*** Information provided

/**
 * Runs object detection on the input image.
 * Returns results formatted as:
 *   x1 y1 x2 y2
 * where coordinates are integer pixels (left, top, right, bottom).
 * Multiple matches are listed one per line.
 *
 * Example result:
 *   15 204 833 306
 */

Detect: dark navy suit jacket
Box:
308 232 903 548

******

**Requirement:** Reproduce the items above word for word, with no changes.

**Expected answer:**
/**
 * Runs object detection on the input image.
 * Returns results formatted as:
 *   x1 y1 x2 y2
 * where coordinates are integer pixels (left, top, right, bottom).
 * Multiple matches are listed one per line.
 *
 * Example result:
 *   15 204 833 306
 */

Detect: dark navy suit jacket
Box:
308 232 903 548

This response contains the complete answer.